Could you give every line in the rows below as a JSON list of strings, one string per line, leaving out blank lines?

[Data entries]
-- START --
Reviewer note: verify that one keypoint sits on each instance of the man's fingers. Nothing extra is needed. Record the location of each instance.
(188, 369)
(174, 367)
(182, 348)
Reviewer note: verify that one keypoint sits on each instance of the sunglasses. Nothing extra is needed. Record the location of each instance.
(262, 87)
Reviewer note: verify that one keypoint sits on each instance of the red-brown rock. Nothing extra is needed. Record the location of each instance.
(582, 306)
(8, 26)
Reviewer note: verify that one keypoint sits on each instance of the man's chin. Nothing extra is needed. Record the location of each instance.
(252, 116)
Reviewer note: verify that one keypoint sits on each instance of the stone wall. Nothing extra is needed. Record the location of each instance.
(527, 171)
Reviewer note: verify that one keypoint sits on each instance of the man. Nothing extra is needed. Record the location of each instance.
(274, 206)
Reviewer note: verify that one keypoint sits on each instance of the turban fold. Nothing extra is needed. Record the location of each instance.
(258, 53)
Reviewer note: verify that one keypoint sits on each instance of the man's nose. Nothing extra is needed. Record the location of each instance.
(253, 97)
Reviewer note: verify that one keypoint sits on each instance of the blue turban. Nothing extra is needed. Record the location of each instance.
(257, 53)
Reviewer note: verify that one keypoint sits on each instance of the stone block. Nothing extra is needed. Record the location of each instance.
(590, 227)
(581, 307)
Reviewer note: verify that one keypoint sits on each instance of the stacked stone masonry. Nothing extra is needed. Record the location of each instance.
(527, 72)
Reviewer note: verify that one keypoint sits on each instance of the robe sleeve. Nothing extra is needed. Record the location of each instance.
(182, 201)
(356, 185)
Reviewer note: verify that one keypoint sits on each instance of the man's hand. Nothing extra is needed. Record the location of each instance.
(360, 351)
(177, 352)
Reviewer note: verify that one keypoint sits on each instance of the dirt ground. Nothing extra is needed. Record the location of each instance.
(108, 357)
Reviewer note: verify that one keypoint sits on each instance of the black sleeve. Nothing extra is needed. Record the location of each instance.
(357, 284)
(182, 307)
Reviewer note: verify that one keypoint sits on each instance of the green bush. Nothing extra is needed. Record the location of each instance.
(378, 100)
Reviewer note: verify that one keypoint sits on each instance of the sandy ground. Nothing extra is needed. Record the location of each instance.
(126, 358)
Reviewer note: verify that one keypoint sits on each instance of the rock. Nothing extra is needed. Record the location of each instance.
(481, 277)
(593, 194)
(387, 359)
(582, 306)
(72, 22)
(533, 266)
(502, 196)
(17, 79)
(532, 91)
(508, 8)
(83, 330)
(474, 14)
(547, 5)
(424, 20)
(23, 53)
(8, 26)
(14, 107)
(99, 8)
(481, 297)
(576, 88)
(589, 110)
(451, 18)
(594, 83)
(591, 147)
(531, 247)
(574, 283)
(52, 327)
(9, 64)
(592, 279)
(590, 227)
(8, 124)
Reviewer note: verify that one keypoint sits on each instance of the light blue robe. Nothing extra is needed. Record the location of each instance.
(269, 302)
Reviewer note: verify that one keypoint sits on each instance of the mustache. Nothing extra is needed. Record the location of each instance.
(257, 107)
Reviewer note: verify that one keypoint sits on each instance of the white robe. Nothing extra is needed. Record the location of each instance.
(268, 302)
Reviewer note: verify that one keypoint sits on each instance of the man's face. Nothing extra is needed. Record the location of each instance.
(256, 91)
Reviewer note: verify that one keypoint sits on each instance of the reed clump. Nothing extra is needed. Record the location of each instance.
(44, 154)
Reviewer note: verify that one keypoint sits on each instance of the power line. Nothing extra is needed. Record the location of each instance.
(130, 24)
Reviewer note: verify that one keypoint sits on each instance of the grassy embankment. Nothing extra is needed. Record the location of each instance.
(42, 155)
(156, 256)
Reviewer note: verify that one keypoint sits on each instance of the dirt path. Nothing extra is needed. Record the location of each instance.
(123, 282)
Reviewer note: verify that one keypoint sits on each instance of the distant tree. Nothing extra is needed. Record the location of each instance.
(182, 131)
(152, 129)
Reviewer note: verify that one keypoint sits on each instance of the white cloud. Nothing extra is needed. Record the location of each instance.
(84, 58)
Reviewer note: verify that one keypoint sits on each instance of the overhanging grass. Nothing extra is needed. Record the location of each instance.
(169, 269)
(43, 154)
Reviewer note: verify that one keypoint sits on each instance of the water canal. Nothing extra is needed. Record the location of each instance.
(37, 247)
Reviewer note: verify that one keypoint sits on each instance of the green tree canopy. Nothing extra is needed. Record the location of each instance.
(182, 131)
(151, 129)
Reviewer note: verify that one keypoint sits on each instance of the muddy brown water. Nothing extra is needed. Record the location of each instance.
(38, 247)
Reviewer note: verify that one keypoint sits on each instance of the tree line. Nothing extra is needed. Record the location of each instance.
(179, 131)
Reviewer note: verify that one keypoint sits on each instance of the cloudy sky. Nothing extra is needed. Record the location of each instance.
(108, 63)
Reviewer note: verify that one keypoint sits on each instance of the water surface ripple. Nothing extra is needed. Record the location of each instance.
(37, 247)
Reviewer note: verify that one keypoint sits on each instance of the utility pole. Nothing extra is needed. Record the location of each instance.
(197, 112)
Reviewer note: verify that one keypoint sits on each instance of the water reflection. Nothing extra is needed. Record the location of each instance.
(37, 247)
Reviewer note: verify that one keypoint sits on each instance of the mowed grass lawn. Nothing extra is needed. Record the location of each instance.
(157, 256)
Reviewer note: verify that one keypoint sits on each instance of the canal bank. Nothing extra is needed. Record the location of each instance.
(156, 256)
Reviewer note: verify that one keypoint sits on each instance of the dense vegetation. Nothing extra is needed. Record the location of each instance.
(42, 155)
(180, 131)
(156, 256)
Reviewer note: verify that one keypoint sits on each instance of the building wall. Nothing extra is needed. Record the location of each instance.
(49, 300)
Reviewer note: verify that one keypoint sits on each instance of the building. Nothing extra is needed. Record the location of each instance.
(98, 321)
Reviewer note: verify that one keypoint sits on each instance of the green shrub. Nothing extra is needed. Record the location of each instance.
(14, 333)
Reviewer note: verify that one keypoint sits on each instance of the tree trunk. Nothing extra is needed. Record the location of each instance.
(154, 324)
-- END --
Reply to the task =
[
  "Reviewer note: verify that one keypoint sits on each instance of the man's fingers. Nothing extra is needed. Record the location of each instance.",
  "(188, 369)",
  "(174, 367)",
  "(182, 348)",
  "Reviewer note: verify that one keypoint sits on each instance of the sunglasses. Nothing extra is needed. Record the location of each instance.",
  "(262, 87)",
  "Reviewer note: verify that one keypoint sits on each instance of the red-brown rock. Nothing extra is needed. Record the location of each instance.",
  "(582, 306)",
  "(8, 26)",
  "Reviewer note: verify that one keypoint sits on each instance of the man's chin. Nothing extra is needed. Record the location of each instance.",
  "(252, 116)",
  "Reviewer note: verify that one keypoint sits on each instance of the stone wall. Nothing extra is needed. Record the location of each instance.",
  "(527, 171)",
  "Reviewer note: verify that one keypoint sits on each instance of the man. Nothing extra is needed. Record the location of each instance.",
  "(274, 206)",
  "Reviewer note: verify that one keypoint sits on each instance of the turban fold. Nothing extra is needed. Record the location of each instance.",
  "(258, 53)",
  "Reviewer note: verify that one keypoint sits on each instance of the man's nose. Nothing extra is needed. Record the location of each instance.",
  "(253, 97)",
  "Reviewer note: verify that one keypoint sits on each instance of the blue turban. Nothing extra is needed. Record the location of each instance.",
  "(257, 53)",
  "Reviewer note: verify that one keypoint sits on each instance of the stone block. Nothing extra is needed. Record the location of each instance.",
  "(590, 227)",
  "(581, 307)",
  "Reviewer note: verify that one keypoint sits on each instance of the stacked stone masonry. Nothing extra is needed. Record the location of each instance.",
  "(527, 72)",
  "Reviewer note: verify that one keypoint sits on each instance of the robe sleeve. Nothing extra is needed. Record the location of each instance.",
  "(182, 201)",
  "(356, 185)",
  "Reviewer note: verify that one keypoint sits on each instance of the man's hand. Nothing extra is needed. Record the location of each instance.",
  "(360, 351)",
  "(177, 352)",
  "Reviewer note: verify that one keypoint sits on each instance of the dirt ground. Nothing extra is needed. Record the location of each instance.",
  "(108, 357)",
  "Reviewer note: verify that one keypoint sits on each instance of the black sleeve. Nothing extra is needed. Record the location of each instance.",
  "(357, 284)",
  "(182, 307)",
  "Reviewer note: verify that one keypoint sits on each instance of the green bush. Nothing extra is needed. Record the location of each instance.",
  "(378, 100)",
  "Reviewer note: verify that one keypoint sits on each instance of the sandy ground. Nothing extra is needed. Record the location of each instance.",
  "(126, 358)",
  "Reviewer note: verify that one keypoint sits on each instance of the rock. Nothing extra is needed. Record the location of each instance.",
  "(481, 277)",
  "(593, 194)",
  "(387, 359)",
  "(582, 306)",
  "(72, 22)",
  "(533, 266)",
  "(502, 196)",
  "(17, 79)",
  "(532, 91)",
  "(508, 8)",
  "(83, 330)",
  "(474, 14)",
  "(547, 5)",
  "(424, 20)",
  "(23, 53)",
  "(8, 26)",
  "(14, 107)",
  "(99, 8)",
  "(481, 297)",
  "(576, 88)",
  "(589, 110)",
  "(451, 18)",
  "(594, 83)",
  "(591, 147)",
  "(531, 247)",
  "(574, 283)",
  "(52, 327)",
  "(9, 64)",
  "(592, 279)",
  "(590, 227)",
  "(8, 124)",
  "Reviewer note: verify that one keypoint sits on each instance of the light blue robe. Nothing extra is needed. Record the location of each instance.",
  "(269, 302)",
  "Reviewer note: verify that one keypoint sits on each instance of the mustache. Nothing extra is needed. Record the location of each instance.",
  "(257, 107)",
  "Reviewer note: verify that one keypoint sits on each instance of the white robe. Nothing extra is needed. Record the location of each instance.",
  "(268, 302)",
  "Reviewer note: verify that one keypoint sits on each instance of the man's face. Nothing extra is needed. Record the location of each instance.",
  "(256, 91)",
  "Reviewer note: verify that one keypoint sits on each instance of the reed clump. Nothing extra is needed. Record the location of each instance.",
  "(44, 154)",
  "Reviewer note: verify that one keypoint sits on each instance of the power line. Nothing extra is needed. Record the location of each instance.",
  "(130, 24)",
  "Reviewer note: verify that one keypoint sits on each instance of the grassy embankment. Nothing extra is needed. Record the location of each instance.",
  "(42, 155)",
  "(156, 256)",
  "Reviewer note: verify that one keypoint sits on each instance of the dirt path. Nothing extra is needed. Record the location of each instance.",
  "(123, 282)",
  "Reviewer note: verify that one keypoint sits on each instance of the distant tree. Nothing extra is needed. Record the location of each instance.",
  "(182, 131)",
  "(152, 129)",
  "Reviewer note: verify that one keypoint sits on each instance of the white cloud. Nothing extra is needed. Record the location of each instance.",
  "(84, 58)",
  "Reviewer note: verify that one keypoint sits on each instance of the overhanging grass. Nothing extra is needed. Record the location of each instance.",
  "(169, 269)",
  "(43, 154)",
  "Reviewer note: verify that one keypoint sits on each instance of the water canal. Nothing extra is needed. Record the location of each instance.",
  "(37, 247)",
  "Reviewer note: verify that one keypoint sits on each instance of the green tree canopy. Nothing extra is needed. Record the location of each instance.",
  "(182, 131)",
  "(151, 129)",
  "Reviewer note: verify that one keypoint sits on each instance of the muddy brown water. Nothing extra is needed. Record the location of each instance.",
  "(38, 247)",
  "Reviewer note: verify that one keypoint sits on each instance of the tree line. Nothing extra is needed. Record the location of each instance.",
  "(179, 131)",
  "Reviewer note: verify that one keypoint sits on each instance of the cloudy sky. Nothing extra is needed. Record the location of each instance.",
  "(108, 63)",
  "Reviewer note: verify that one keypoint sits on each instance of the water surface ripple. Nothing extra is needed. Record the location of each instance.",
  "(37, 247)",
  "Reviewer note: verify that one keypoint sits on each instance of the utility pole. Nothing extra is needed. Record the location of each instance.",
  "(197, 112)",
  "Reviewer note: verify that one keypoint sits on each instance of the water reflection. Nothing extra is needed. Record the location of each instance.",
  "(37, 247)",
  "Reviewer note: verify that one keypoint sits on each instance of the mowed grass lawn. Nothing extra is needed. Record the location of each instance.",
  "(157, 256)",
  "Reviewer note: verify that one keypoint sits on each instance of the canal bank. Nothing extra is needed. Record the location of each instance.",
  "(156, 256)",
  "Reviewer note: verify that one keypoint sits on each instance of the dense vegetation. Nothing extra is needed. Record the location of each instance.",
  "(42, 155)",
  "(180, 131)",
  "(156, 256)",
  "Reviewer note: verify that one keypoint sits on each instance of the building wall. Nothing extra is needed. Record the location of each instance.",
  "(49, 300)",
  "Reviewer note: verify that one keypoint sits on each instance of the building. Nothing extra is needed. Record the location of each instance.",
  "(98, 321)",
  "Reviewer note: verify that one keypoint sits on each instance of the green shrub. Nothing extra is needed. Record the location of each instance.",
  "(14, 333)",
  "Reviewer note: verify that one keypoint sits on each instance of the tree trunk. Nothing extra is needed. Record the location of each instance.",
  "(154, 324)"
]